What the task asks. Nothing but the pictures is dropped; write out all the remaining data below exactly.
#### Supplied data
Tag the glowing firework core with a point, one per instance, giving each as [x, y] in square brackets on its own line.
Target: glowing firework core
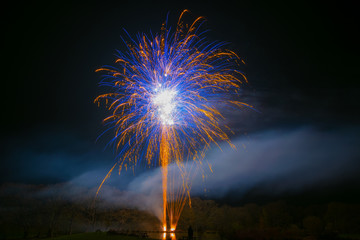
[164, 98]
[165, 105]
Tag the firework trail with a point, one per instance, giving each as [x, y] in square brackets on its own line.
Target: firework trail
[163, 98]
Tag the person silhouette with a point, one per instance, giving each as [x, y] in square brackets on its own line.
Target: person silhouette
[190, 233]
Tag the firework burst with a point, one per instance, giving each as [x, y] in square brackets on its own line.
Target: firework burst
[164, 96]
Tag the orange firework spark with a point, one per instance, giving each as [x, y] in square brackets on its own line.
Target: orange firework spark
[164, 100]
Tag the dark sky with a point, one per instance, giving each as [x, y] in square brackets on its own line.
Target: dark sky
[301, 63]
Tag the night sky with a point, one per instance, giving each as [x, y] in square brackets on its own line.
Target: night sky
[301, 63]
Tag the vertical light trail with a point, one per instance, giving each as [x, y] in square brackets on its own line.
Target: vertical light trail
[166, 95]
[164, 161]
########
Task answer.
Tag the glowing firework core with a point, one per instance, giving each as [x, y] in square brackets on its own line.
Target: glowing firework core
[164, 98]
[165, 105]
Tag the firework trail with a point, one per instance, giving each as [x, y] in square brackets on its own line.
Target: firework trail
[163, 98]
Tag the person silhouette with a point, one per instance, giving each as [x, y] in square brackets on its own line.
Target: person silhouette
[190, 233]
Tag the firework burst with a point, one per instance, giving each as [x, y] in square brackets on its own line.
Target: firework burst
[164, 96]
Tag the orange firework spark with a point, one per instance, giving each as [x, y] in square brackets on its own line.
Target: orange firework spark
[164, 100]
Tag the dark sky with a point, one per instance, giving each as [x, y] in square brackets on its own line.
Target: dark sky
[301, 63]
Tag the night sky with a point, one per instance, giving each as [x, y] in square brackets on its own line.
Target: night sky
[301, 63]
Tag the vertical light trail with a point, one per instance, giving each as [x, y] in square brackets on its own line.
Target: vertical light trail
[166, 95]
[164, 161]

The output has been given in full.